- Your task: Can you put the material below into a two-column CSV with the header instruction,answer, one row for each instruction and its answer, with every field quoted and line breaks inside a field replaced by spaces? Leave the pictures out.
********************
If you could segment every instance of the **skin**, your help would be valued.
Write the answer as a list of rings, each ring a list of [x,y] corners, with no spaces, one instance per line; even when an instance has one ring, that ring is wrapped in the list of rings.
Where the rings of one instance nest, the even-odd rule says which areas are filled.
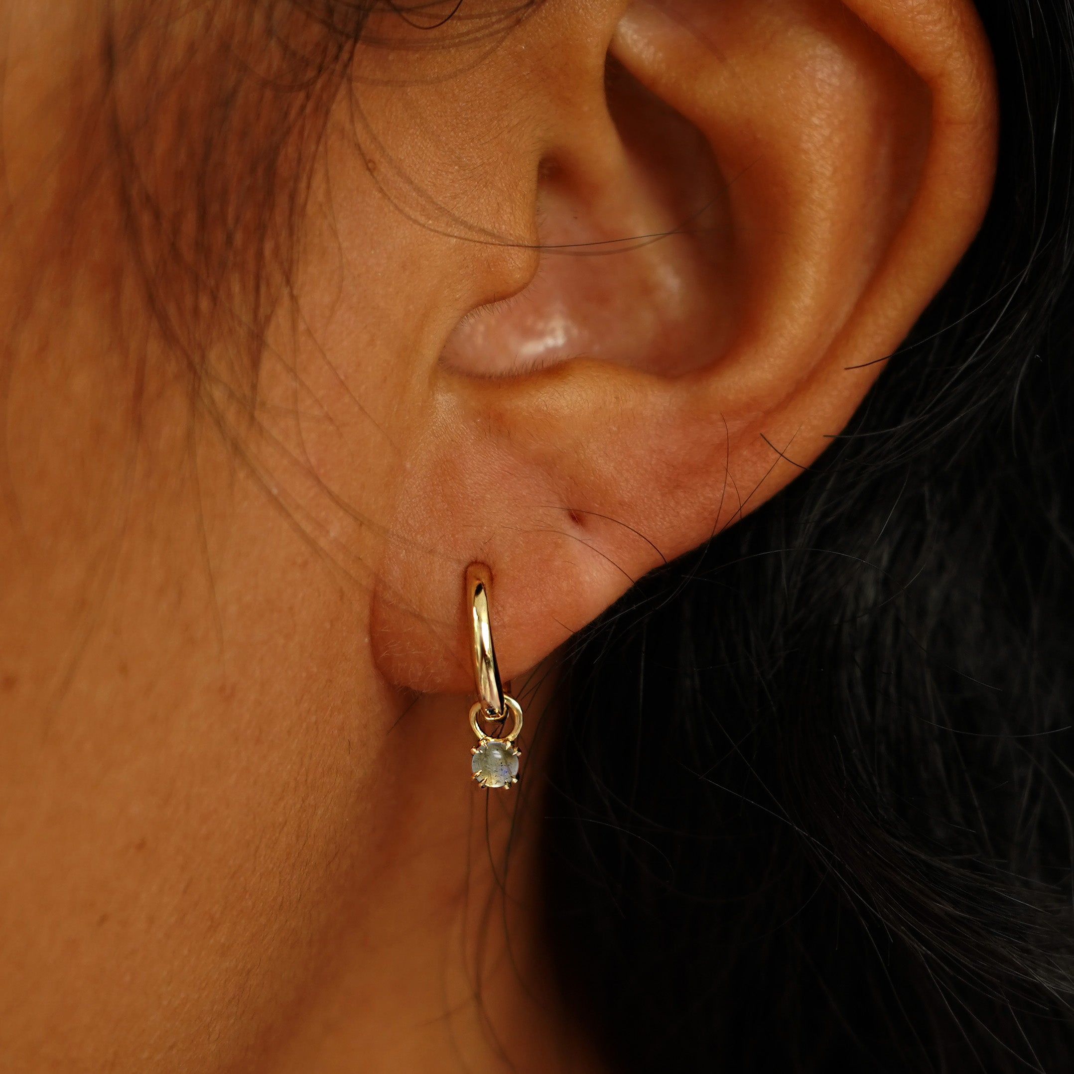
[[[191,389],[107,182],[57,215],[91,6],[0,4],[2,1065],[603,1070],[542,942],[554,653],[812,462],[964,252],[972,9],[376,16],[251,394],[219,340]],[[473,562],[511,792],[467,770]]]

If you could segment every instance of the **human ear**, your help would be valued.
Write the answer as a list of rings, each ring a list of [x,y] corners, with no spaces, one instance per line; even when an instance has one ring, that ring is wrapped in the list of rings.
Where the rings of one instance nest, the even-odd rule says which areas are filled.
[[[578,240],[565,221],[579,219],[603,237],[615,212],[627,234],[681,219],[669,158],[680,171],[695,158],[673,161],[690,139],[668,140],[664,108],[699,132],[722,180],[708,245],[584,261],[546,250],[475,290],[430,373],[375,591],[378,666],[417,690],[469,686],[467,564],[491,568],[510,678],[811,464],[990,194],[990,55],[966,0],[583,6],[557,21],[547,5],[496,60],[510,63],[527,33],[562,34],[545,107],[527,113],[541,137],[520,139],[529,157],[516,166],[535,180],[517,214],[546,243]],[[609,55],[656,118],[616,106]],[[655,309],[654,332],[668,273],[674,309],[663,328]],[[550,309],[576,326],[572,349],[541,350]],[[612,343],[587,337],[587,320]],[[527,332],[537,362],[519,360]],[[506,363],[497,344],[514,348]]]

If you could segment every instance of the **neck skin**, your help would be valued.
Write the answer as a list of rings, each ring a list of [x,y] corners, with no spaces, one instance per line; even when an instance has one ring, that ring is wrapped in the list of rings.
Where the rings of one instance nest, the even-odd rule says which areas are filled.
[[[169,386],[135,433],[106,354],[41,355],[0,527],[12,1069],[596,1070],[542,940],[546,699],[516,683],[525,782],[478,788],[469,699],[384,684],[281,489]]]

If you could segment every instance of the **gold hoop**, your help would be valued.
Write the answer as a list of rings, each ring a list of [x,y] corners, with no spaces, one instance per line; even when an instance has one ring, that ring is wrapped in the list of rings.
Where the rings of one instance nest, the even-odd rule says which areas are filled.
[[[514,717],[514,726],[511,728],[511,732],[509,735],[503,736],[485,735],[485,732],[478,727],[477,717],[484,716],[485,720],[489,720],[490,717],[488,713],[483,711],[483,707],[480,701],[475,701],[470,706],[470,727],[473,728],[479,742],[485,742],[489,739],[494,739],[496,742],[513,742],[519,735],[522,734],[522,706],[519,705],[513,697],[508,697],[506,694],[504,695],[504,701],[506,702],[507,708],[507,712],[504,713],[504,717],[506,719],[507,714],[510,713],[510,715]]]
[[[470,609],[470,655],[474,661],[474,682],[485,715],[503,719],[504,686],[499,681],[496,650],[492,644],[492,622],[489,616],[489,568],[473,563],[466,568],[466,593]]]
********************
- Result:
instruction,answer
"If you could segment every instance of the **skin**, your help would be valued. Write the answer as a list of rings, each ring a list of [x,y] corners, with no spaces, one instance per line; even when an instance has one ring, that ring is wrapped in the list of rings. Where the rings of one instance nest, the even-odd rule says which areas are filled.","[[[191,389],[107,182],[57,215],[91,6],[0,4],[2,1065],[603,1070],[542,942],[554,653],[812,462],[964,252],[972,9],[376,16],[251,394],[219,340]],[[473,562],[511,792],[467,770]]]"
"If you could segment every instance of the **human ear**, your help would be valued. Write the answer as a list of rings, each ring a list of [x,y] corners, with no spaces, one instance per line; even when an instance has one ring, that ring is wrapped in the list of rings. Where the rings of one instance nest, the even-odd rule says which areas are filled.","[[[578,240],[565,221],[579,219],[603,237],[615,212],[627,234],[681,219],[669,158],[680,171],[695,158],[673,161],[690,139],[668,140],[664,108],[699,132],[722,180],[708,245],[584,261],[546,250],[475,290],[430,373],[375,591],[378,666],[417,690],[469,686],[467,564],[491,568],[510,678],[811,464],[990,194],[990,55],[966,0],[583,6],[557,21],[547,5],[496,60],[510,63],[527,33],[562,34],[545,107],[527,113],[541,137],[520,139],[529,157],[516,166],[535,180],[517,214],[546,243]],[[609,55],[656,118],[616,106]],[[655,309],[654,332],[668,273],[674,309],[663,328]],[[550,309],[576,326],[572,349],[541,350]],[[612,343],[587,337],[587,320]],[[527,332],[537,362],[519,360]],[[506,363],[497,344],[514,348]]]"
"If you could segment every instance of the **neck skin**, your help would be valued. Write the answer as a list of rings, each ring a list of [x,y] corners, with no spaces, one instance per line; even when an instance has one ring, that ring is wrapped in the list of rings. Where the rings of one instance nest, the even-odd rule says which areas are filled.","[[[169,386],[135,433],[106,354],[41,355],[0,527],[12,1069],[596,1070],[542,940],[546,699],[516,683],[525,782],[478,788],[469,699],[384,684],[281,489]]]"
"If you could segment every instance of the **gold hoop**, your help would be valued. Write the answer as a list of rings, each ring a list of [x,y] corners, with no spaces, one instance per line; even when an instance has one ring, that ring is wrapped in the list of rings. Where the rings of one instance nest, the even-odd rule says which areas are filled.","[[[514,717],[514,726],[511,728],[511,732],[509,735],[503,736],[485,735],[485,732],[478,727],[477,717],[484,716],[485,720],[489,720],[490,717],[488,713],[483,711],[483,707],[480,701],[475,701],[470,706],[470,727],[473,728],[479,742],[485,742],[489,739],[494,739],[496,742],[513,742],[519,735],[522,734],[522,706],[519,705],[513,697],[508,697],[506,694],[504,695],[504,701],[506,702],[507,708],[507,712],[504,713],[504,717],[506,719],[507,714],[510,713],[510,715]]] [[[470,609],[470,655],[474,661],[474,682],[485,715],[503,719],[504,686],[499,681],[496,650],[492,644],[492,622],[489,616],[489,568],[473,563],[466,568],[466,593]]]"